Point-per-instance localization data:
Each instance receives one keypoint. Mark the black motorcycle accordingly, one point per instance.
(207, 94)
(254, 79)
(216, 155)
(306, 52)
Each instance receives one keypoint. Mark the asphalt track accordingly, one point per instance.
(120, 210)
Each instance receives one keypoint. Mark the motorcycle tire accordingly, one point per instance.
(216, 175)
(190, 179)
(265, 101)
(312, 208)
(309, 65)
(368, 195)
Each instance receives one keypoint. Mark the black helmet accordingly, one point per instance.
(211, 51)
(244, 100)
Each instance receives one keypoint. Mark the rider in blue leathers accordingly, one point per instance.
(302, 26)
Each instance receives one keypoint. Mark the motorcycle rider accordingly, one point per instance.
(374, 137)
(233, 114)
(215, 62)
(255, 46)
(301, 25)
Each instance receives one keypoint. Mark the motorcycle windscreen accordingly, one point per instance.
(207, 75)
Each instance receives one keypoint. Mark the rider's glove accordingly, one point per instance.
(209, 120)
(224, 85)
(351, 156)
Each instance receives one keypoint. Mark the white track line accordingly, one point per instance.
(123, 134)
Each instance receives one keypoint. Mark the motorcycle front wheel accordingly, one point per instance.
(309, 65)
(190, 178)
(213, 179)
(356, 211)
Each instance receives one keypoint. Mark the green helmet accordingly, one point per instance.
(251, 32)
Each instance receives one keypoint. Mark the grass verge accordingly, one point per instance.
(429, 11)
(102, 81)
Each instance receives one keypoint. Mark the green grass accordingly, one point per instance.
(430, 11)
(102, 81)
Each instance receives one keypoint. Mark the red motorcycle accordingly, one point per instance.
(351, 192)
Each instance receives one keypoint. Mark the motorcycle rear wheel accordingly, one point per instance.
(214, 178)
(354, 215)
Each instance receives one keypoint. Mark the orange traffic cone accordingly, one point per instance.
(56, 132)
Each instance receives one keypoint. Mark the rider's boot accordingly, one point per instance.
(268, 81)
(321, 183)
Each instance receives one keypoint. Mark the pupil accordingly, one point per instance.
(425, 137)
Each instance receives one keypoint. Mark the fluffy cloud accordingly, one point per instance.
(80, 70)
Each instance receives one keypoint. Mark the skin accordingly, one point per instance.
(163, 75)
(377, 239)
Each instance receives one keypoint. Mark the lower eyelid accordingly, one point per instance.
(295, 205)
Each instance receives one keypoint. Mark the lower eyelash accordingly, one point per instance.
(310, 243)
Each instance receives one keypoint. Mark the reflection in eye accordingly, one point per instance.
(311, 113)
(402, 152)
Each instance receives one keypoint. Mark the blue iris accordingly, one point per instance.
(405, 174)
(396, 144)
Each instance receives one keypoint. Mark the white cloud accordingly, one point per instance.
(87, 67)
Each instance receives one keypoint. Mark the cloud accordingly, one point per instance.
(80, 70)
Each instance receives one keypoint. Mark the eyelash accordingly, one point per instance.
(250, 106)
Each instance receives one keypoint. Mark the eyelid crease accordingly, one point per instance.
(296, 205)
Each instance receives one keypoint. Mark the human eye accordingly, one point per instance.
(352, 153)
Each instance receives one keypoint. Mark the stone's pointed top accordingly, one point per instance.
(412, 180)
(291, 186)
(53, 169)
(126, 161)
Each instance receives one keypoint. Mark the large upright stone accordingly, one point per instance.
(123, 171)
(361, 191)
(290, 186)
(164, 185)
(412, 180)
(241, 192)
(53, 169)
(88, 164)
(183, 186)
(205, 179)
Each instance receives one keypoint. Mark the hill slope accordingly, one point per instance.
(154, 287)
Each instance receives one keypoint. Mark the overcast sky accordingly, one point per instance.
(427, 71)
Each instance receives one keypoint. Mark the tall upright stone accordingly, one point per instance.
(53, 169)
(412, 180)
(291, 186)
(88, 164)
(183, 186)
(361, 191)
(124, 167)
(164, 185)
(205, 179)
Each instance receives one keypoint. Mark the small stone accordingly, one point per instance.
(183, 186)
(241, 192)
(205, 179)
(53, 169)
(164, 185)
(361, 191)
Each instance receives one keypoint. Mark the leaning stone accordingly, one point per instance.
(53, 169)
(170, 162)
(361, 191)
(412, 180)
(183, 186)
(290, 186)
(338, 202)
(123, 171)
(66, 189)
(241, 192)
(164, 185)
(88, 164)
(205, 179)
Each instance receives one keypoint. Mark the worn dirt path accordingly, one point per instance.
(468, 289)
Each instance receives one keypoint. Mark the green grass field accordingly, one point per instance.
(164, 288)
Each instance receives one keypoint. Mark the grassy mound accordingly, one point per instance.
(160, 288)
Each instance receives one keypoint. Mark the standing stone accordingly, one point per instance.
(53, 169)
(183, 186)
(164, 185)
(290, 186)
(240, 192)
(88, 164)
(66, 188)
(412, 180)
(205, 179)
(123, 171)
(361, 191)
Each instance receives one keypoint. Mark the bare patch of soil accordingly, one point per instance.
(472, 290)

Aim of the exercise:
Reproduce all entries. Keep them exact.

Response to this exercise:
Each instance receives one keypoint. Mark the black motorcycle accordingly, one point per instance.
(207, 94)
(254, 79)
(216, 155)
(306, 52)
Each instance receives one keypoint. Mark the asphalt track accordingly, one point per instance.
(120, 210)
Each instance receives one keypoint. Mark the motorcycle tire accordingly, one point per instance.
(216, 175)
(190, 179)
(265, 101)
(312, 208)
(309, 65)
(368, 195)
Each instance receives one keypoint. Mark the black helmet accordingly, one point per instance.
(211, 51)
(244, 100)
Each instance receives one keypoint. Mark the rider in blue leathers accordingly, one point per instance.
(302, 26)
Each instance receives one keypoint. Mark the motorcycle rider accordingly, one point per instance.
(374, 137)
(233, 114)
(215, 62)
(255, 46)
(301, 25)
Each instance receives one keypoint. Mark the motorcycle windscreen accordingly, one point per instance.
(207, 75)
Each instance receives one keypoint. Mark the rider's glove accordingly, one point per instance.
(209, 120)
(224, 85)
(351, 156)
Each instance receives one keypoint. Mark the white track line accordingly, one point per instance.
(123, 134)
Each instance receives one keypoint. Mark the motorcycle front wheel accordingly, one point per instance.
(309, 65)
(190, 178)
(213, 179)
(356, 211)
Each instance receives one keypoint. Mark the green helmet accordingly, one point per instance.
(251, 32)
Each instance receives one keypoint. Mark the grass verge accordingly, one point per instance.
(429, 11)
(102, 81)
Each instance receives one keypoint. Mark the green grass accordingly, one point per instance.
(430, 11)
(102, 81)
Each instance receives one keypoint. Mark the red motorcycle accordingly, one point per instance.
(351, 192)
Each instance receives one keypoint. Mark the motorcycle rear wheel accordingly, one point per instance.
(214, 178)
(354, 215)
Each instance receives one keypoint. Mark the orange traffic cone accordingly, one point per instance.
(56, 132)
Each instance receives one keypoint. Mark the rider's boot accordingly, one point per instance.
(268, 81)
(321, 183)
Each instance receives one keypoint. Mark the pupil accordingly, one point per instance.
(425, 137)
Each instance receives one keypoint. Mark the fluffy cloud accordingly, one point per instance.
(80, 70)
Each instance receives one keypoint. Mark the skin accordingly, one point per instance.
(163, 75)
(377, 239)
Each instance receives one keypoint. Mark the lower eyelid accordingly, one point per instance.
(295, 205)
Each instance receives one keypoint. Mark the lower eyelash accordingly, one point per instance.
(310, 243)
Each instance receives one keypoint. Mark the reflection in eye accordingly, one point per instance.
(311, 113)
(402, 152)
Each instance receives one keypoint. Mark the blue iris accordingly, one point per instance.
(405, 174)
(396, 144)
Each instance receives one keypoint. Mark the white cloud accordingly, one point per instance.
(87, 67)
Each instance receives one keypoint. Mark the cloud accordingly, one point per instance.
(80, 70)
Each instance receives one keypoint. Mark the eyelash accordingly, one point per instance.
(250, 106)
Each instance receives one keypoint. Mark the eyelid crease accordingly, one point per instance.
(296, 205)
Each instance receives one keypoint. Mark the human eye accordingly, one point per instance.
(352, 153)
Each instance receives one keypoint. Mark the stone's pointed top accordingly, one point per instance.
(412, 180)
(291, 186)
(53, 169)
(126, 161)
Each instance receives one keypoint. Mark the large upright stone accordingly, one point per instance.
(123, 171)
(361, 191)
(290, 186)
(164, 185)
(412, 180)
(241, 192)
(53, 169)
(88, 164)
(183, 186)
(205, 179)
Each instance receives one keypoint. Mark the hill slope accordingly, one point per instance.
(154, 287)
Each instance receives one keypoint. Mark the overcast sky accordingly, one point per instance.
(427, 71)
Each instance receives one keypoint. Mark the tall upright stone accordingly, one point per instance.
(53, 169)
(412, 180)
(291, 186)
(88, 164)
(183, 186)
(361, 191)
(124, 167)
(164, 185)
(205, 179)
Each instance receives one keypoint. Mark the small stone accordingly, one point per instance.
(183, 186)
(241, 192)
(205, 179)
(53, 169)
(164, 185)
(361, 191)
Each instance receives one keypoint. Mark the leaning stone accordingly, one point per instance.
(53, 169)
(170, 162)
(361, 191)
(412, 180)
(183, 186)
(290, 186)
(338, 202)
(123, 171)
(66, 189)
(241, 192)
(164, 185)
(88, 164)
(205, 179)
Each instance receives one keypoint. Mark the worn dirt path accordingly, one point per instance.
(468, 289)
Each instance receives one keypoint. Mark the green grass field accordingly, one point per instance.
(164, 288)
Each instance receives one keypoint. Mark the grassy mound accordingly, one point per instance.
(160, 288)
Each instance receives one keypoint. Mark the standing stone accordingly, one point per instance.
(53, 169)
(183, 186)
(164, 185)
(290, 186)
(240, 192)
(88, 164)
(66, 188)
(412, 180)
(205, 179)
(123, 171)
(361, 191)
Each instance receives one keypoint. Mark the bare patch of soil accordingly, one point per instance.
(472, 290)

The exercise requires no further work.